>> START Data lines

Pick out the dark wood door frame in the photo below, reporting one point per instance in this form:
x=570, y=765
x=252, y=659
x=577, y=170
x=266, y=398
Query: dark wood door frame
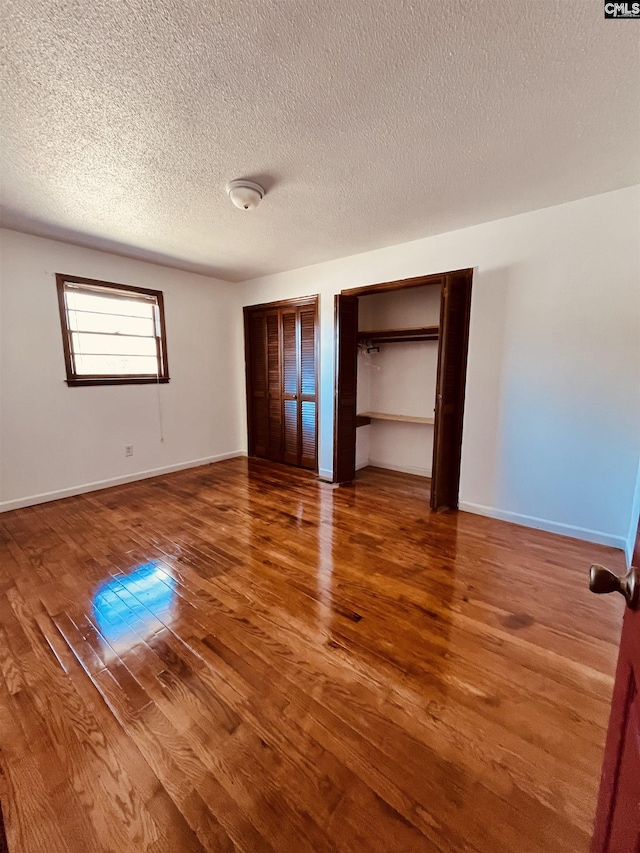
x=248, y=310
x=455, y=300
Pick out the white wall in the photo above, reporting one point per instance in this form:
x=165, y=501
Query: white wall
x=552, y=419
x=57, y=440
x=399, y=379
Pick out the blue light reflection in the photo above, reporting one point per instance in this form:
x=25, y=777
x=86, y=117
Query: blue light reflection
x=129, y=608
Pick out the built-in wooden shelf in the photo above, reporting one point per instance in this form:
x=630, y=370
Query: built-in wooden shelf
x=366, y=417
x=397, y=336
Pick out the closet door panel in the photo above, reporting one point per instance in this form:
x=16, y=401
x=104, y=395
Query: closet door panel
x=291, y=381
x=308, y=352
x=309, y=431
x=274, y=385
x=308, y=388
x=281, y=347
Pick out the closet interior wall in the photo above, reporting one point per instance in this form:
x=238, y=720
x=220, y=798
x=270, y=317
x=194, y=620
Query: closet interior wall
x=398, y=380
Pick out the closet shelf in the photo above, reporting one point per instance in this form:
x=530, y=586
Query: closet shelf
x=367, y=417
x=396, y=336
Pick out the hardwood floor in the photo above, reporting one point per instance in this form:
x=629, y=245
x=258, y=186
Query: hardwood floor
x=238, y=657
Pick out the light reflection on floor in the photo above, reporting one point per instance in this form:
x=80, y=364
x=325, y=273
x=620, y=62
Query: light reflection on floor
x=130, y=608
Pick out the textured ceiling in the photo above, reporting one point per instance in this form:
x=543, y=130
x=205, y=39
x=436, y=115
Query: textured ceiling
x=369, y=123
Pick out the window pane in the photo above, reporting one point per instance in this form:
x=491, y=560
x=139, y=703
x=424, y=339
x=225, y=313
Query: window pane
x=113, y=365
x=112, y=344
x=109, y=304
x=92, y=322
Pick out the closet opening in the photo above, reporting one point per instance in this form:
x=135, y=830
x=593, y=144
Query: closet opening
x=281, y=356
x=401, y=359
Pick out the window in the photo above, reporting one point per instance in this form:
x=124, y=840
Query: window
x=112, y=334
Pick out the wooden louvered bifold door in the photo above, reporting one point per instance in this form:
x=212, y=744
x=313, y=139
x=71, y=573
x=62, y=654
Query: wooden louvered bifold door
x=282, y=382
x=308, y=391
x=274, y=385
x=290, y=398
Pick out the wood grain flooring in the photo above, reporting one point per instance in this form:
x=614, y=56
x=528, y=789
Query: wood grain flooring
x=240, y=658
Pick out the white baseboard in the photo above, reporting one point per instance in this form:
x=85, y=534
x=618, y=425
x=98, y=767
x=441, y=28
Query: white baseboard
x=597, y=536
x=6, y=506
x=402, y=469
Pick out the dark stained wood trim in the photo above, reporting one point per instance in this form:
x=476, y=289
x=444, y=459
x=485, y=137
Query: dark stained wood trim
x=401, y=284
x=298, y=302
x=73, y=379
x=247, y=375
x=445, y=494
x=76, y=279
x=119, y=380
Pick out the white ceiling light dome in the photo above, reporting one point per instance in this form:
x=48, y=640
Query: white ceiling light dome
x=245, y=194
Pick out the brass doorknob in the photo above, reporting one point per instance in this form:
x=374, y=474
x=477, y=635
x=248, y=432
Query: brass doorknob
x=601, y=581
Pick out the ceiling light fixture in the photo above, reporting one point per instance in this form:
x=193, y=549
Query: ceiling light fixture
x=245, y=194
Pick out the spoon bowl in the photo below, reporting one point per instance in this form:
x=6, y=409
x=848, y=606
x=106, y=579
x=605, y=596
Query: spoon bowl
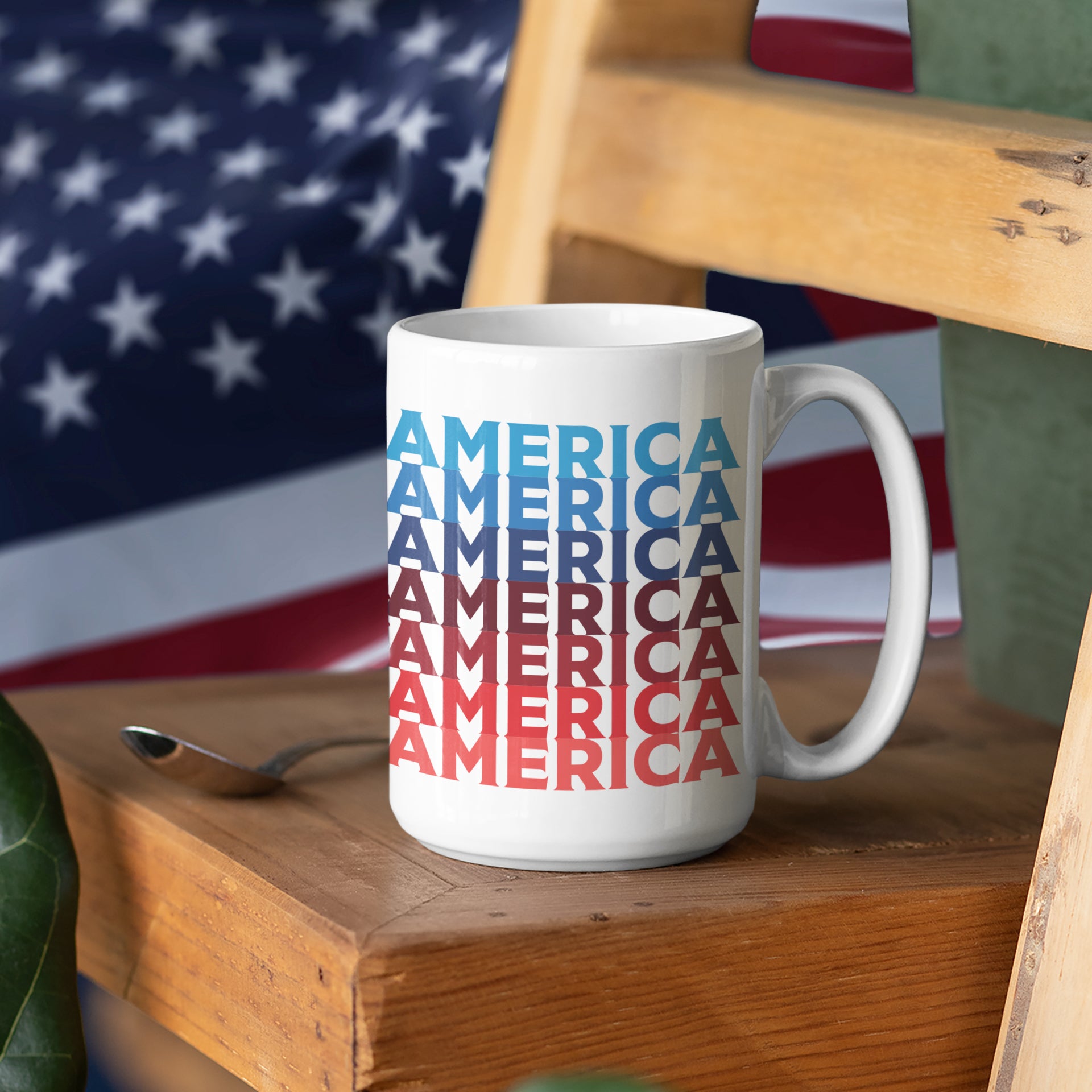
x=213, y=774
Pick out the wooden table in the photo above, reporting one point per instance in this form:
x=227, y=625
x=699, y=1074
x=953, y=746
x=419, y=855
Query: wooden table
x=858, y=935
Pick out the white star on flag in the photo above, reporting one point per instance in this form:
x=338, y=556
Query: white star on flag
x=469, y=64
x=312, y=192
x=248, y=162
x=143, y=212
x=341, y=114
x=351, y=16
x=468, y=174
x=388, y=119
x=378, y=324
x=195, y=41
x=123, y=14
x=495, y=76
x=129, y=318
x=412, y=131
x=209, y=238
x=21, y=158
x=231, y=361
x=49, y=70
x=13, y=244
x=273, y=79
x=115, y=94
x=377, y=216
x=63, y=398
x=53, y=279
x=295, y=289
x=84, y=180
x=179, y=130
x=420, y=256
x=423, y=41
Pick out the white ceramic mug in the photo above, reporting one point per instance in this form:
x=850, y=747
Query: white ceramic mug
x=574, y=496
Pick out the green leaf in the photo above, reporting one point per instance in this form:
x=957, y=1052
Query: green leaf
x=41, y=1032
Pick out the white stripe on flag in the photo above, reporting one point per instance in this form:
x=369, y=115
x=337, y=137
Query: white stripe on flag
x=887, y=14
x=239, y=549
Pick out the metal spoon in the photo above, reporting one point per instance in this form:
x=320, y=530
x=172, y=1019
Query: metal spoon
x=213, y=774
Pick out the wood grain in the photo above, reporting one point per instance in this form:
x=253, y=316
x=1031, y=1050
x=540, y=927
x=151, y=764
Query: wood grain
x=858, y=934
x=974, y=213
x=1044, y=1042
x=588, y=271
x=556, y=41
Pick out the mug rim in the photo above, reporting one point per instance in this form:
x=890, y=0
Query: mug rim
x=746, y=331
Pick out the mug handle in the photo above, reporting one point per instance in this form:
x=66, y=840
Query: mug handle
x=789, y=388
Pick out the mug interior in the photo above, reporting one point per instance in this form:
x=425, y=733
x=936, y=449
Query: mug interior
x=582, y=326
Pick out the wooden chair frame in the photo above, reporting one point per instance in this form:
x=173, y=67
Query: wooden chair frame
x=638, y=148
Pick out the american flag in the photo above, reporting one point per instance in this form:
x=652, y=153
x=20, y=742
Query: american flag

>> END Data lines

▶ **Challenge**
Everything from the line with "Pick out the metal" to the end of the listing above needs to be duplicated exactly, both end lines included, with nothing more.

▶ **Exercise output**
Pick out the metal spoon in the photo above, reporting one point per instance in this form:
x=320, y=530
x=172, y=1019
Query: metal spoon
x=213, y=774
Pick out the wood grain in the photo above, reporting one point per instance in this form:
x=253, y=316
x=1031, y=1050
x=540, y=927
x=151, y=764
Query: wood grain
x=858, y=934
x=974, y=213
x=1044, y=1042
x=588, y=271
x=556, y=41
Pick out the mug rim in the photo above, reporting one point per instance in this form:
x=890, y=0
Query: mug rim
x=746, y=331
Pick out the mug handle in the photo above, reporting one point per instance in this form:
x=66, y=840
Query: mug handle
x=789, y=388
Pick out the mug interior in the photo above, reporting one point per instance in this form:
x=425, y=733
x=936, y=449
Query: mug interior
x=582, y=326
Pick out the wooden chair frame in the photo above, reporting one point per instance in this form:
x=173, y=67
Query: wooden chair frame
x=638, y=148
Pick out the american flag in the photo above, reporting one point per instance in this form:
x=652, y=153
x=20, y=742
Query: american flag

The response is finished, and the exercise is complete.